Could you filter the records below down to the lines that include the word "every"?

Provided data =
* * * * * * *

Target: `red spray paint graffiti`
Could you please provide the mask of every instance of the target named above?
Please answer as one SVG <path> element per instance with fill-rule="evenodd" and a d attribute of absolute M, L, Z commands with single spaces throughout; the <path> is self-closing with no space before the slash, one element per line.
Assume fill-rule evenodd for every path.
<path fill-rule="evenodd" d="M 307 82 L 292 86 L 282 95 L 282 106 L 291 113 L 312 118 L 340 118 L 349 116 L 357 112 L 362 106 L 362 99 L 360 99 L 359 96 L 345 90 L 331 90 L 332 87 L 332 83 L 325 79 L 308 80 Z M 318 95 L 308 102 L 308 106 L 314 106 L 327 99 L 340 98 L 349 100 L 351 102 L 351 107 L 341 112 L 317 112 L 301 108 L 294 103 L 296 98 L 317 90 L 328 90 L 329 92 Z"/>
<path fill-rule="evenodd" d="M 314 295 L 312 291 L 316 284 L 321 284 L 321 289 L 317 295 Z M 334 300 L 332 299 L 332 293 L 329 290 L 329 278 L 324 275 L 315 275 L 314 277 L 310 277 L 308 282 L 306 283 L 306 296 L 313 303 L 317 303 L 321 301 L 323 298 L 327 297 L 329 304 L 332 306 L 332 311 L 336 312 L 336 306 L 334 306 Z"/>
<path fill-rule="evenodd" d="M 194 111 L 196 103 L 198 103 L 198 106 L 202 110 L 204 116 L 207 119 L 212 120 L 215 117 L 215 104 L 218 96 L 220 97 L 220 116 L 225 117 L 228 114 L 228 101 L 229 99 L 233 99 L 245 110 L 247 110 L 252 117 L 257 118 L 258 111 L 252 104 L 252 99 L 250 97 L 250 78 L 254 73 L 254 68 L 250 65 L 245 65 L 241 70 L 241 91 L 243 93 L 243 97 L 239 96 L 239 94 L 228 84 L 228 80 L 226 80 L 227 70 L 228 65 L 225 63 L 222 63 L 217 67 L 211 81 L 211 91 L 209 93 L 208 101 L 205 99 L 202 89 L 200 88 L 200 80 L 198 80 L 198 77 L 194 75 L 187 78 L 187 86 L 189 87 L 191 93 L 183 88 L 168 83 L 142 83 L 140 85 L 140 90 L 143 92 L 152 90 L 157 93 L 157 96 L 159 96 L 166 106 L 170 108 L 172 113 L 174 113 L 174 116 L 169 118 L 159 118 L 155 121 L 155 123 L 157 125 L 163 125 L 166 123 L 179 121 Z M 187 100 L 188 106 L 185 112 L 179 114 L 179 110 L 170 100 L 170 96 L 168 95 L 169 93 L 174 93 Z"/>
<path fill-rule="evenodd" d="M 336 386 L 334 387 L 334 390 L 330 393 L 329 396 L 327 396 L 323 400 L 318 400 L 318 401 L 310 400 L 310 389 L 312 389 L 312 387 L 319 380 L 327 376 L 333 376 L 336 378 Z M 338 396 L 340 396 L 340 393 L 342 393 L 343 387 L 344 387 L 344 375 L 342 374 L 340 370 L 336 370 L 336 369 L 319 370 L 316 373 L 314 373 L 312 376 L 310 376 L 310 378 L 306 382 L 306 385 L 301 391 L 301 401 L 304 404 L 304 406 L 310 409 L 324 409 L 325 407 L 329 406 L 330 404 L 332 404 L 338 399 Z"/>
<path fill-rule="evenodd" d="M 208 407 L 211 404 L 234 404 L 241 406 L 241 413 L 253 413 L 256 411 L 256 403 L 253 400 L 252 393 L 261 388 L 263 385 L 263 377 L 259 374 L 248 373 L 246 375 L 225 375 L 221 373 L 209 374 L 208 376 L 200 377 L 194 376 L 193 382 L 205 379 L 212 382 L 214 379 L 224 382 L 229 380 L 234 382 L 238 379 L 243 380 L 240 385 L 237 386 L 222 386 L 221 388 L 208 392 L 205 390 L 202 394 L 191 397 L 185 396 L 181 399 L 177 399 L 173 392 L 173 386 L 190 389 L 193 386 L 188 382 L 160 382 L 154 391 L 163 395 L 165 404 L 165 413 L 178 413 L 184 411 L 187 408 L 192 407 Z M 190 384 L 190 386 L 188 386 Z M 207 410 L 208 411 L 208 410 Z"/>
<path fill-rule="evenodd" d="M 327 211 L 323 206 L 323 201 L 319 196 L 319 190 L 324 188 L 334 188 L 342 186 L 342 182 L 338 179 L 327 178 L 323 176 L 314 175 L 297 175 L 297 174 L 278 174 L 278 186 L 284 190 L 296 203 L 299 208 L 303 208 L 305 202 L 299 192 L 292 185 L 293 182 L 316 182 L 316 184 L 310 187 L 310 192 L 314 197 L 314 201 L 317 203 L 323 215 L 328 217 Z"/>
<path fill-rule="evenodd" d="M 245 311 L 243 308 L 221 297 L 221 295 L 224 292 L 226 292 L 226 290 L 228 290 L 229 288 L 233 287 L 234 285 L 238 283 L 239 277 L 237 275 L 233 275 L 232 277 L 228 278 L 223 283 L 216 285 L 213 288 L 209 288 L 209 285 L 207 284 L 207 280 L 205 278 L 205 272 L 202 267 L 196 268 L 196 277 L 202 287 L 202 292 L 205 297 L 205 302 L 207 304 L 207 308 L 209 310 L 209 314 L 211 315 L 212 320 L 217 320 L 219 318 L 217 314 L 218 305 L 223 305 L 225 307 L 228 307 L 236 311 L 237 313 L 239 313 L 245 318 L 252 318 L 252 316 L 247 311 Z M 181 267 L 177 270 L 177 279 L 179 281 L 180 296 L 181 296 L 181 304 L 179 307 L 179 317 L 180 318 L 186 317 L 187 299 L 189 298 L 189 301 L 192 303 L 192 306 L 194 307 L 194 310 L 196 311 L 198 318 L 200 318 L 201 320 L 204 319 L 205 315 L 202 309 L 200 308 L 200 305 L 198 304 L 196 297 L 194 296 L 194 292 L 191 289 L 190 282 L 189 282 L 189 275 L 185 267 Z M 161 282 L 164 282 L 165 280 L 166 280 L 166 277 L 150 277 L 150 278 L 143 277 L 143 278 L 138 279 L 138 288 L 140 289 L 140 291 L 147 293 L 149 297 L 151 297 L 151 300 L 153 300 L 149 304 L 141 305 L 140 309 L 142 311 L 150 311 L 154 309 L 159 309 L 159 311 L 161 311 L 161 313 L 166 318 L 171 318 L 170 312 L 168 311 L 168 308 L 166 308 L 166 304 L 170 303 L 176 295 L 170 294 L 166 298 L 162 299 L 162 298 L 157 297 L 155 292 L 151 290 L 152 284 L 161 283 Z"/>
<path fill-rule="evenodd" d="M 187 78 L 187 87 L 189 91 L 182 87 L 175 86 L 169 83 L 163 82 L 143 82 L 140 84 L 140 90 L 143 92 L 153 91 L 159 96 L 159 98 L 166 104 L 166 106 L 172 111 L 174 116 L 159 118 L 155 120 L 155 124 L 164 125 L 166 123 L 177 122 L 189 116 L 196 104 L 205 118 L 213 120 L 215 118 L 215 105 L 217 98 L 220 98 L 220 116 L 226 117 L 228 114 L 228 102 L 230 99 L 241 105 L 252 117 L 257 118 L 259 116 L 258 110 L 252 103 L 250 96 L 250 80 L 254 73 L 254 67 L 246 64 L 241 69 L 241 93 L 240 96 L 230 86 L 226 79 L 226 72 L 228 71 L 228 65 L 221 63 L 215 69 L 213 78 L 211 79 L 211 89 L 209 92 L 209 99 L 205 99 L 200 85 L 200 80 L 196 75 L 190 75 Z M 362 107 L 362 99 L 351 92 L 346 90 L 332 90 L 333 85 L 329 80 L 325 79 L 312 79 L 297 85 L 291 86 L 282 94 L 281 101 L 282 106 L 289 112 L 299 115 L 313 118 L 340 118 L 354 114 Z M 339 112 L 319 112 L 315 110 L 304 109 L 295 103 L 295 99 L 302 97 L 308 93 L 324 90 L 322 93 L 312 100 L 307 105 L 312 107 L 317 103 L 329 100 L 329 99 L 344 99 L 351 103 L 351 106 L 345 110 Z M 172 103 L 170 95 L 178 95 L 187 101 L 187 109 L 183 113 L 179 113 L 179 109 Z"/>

* * * * * * *

Your solution =
Could you please provide the mask of every instance of the target named above?
Assume fill-rule evenodd for every path.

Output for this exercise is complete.